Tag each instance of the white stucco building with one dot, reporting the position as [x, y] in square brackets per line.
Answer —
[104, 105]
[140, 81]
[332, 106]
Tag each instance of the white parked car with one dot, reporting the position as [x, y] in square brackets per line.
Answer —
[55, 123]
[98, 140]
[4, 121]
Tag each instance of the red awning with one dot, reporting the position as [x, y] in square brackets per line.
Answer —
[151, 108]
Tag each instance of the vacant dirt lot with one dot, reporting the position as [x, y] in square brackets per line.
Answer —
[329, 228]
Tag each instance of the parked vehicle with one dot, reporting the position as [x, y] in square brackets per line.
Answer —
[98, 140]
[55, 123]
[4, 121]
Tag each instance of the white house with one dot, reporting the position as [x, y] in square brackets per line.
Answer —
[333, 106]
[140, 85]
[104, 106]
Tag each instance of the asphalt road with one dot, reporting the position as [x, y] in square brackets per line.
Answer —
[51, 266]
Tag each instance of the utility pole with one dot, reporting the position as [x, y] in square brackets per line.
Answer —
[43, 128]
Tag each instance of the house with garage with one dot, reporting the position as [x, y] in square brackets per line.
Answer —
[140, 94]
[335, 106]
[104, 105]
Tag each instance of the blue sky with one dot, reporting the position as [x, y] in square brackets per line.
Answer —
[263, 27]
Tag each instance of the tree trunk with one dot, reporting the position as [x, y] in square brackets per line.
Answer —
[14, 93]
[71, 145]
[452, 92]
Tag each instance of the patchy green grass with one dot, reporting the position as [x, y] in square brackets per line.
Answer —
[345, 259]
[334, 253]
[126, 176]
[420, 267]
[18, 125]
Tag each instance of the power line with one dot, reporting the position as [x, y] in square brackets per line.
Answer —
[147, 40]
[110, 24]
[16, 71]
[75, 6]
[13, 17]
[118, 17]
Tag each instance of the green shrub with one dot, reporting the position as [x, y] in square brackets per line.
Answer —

* _Problem to work on_:
Produce an exact repeat of the lines from the one containing "Tag each instance of the asphalt" through the last line of the data, and nothing more.

* _Answer_:
Tag each instance of the asphalt road with one dot, reporting the position as [x, y] in square brackets per line.
Answer —
[51, 266]
Tag each instance of the utility pole with one dot, reporting the position as [x, y] in square brackets per line.
Answer —
[43, 128]
Tag each instance of the house with garage with one dot, reporting the position as [x, y] in square brackets per line.
Answer —
[140, 94]
[335, 106]
[104, 105]
Tag each instance of the blue sky with one dot, reporting the position as [x, y] in square brackets per line.
Answer —
[263, 27]
Tag each instance of the tree trunk with one dot, reporting the position as [x, y] in square brackets per line.
Answer —
[14, 93]
[71, 145]
[452, 92]
Tag each instance of the patchy green grass with one dot, reporting the position as [x, y] in square brackets per line.
Answer —
[345, 259]
[334, 253]
[126, 176]
[420, 267]
[18, 125]
Tag each instance of the power line with one dot, reporting the position as [x, y] in square brackets per line.
Answer —
[147, 40]
[110, 24]
[16, 71]
[75, 6]
[13, 17]
[118, 17]
Tag each instance of the green shrub with one dot, reporting the position as [x, y] in square brackets per line.
Answer —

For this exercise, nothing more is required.